** Start of Data to use **

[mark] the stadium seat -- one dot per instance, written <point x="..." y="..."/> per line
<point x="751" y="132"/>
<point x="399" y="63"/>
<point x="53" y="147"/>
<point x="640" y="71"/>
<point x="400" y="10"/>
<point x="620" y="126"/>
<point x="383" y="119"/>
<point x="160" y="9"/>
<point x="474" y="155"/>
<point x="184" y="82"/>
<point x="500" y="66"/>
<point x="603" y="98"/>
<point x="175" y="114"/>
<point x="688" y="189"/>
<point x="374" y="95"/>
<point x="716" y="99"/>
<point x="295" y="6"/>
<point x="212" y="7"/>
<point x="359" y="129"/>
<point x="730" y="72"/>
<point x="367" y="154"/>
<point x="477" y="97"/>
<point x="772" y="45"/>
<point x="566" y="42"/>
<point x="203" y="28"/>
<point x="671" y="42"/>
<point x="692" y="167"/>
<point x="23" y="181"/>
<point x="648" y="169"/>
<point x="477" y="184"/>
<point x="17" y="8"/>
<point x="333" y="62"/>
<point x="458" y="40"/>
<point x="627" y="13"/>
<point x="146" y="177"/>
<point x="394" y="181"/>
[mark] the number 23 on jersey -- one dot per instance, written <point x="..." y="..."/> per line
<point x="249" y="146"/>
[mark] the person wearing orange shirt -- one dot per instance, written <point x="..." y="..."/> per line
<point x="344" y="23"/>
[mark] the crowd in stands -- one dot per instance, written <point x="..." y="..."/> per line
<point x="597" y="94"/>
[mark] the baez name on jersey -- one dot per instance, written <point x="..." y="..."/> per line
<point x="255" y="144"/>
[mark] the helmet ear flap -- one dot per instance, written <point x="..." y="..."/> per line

** End of Data to use **

▸ **Problem to work on**: Reproduce all of the rows above with every occurrence of "one dot per instance" changed to "a single dot for each instance" and everything else left unchanged.

▸ **Exercise solution**:
[mark] the stadium seat -- a single dot for each instance, written <point x="..." y="..."/> per line
<point x="751" y="132"/>
<point x="399" y="63"/>
<point x="53" y="147"/>
<point x="640" y="71"/>
<point x="400" y="10"/>
<point x="620" y="126"/>
<point x="383" y="119"/>
<point x="160" y="9"/>
<point x="474" y="155"/>
<point x="184" y="82"/>
<point x="500" y="66"/>
<point x="603" y="98"/>
<point x="175" y="114"/>
<point x="688" y="189"/>
<point x="374" y="95"/>
<point x="716" y="99"/>
<point x="295" y="6"/>
<point x="212" y="7"/>
<point x="359" y="129"/>
<point x="730" y="72"/>
<point x="367" y="154"/>
<point x="477" y="97"/>
<point x="772" y="45"/>
<point x="566" y="42"/>
<point x="203" y="28"/>
<point x="671" y="42"/>
<point x="692" y="167"/>
<point x="23" y="181"/>
<point x="648" y="169"/>
<point x="477" y="184"/>
<point x="17" y="8"/>
<point x="333" y="62"/>
<point x="458" y="40"/>
<point x="627" y="13"/>
<point x="146" y="177"/>
<point x="394" y="181"/>
[mark] the number 23 on jersey -- a single dot for each instance, written <point x="..." y="..."/> per line
<point x="249" y="146"/>
[mark] the person wearing orange shirt -- a single dot for each instance, written <point x="..." y="..."/> per line
<point x="344" y="23"/>
[mark] the crowd in stands -- a single dot for each instance, written <point x="..." y="..."/> per line
<point x="597" y="94"/>
[mark] the baez name on jersey -- a single dot for each instance, written <point x="..." y="..."/> per line
<point x="255" y="144"/>
[mark] the helmet ear flap -- a single dot for each instance, written <point x="..." y="..."/> per line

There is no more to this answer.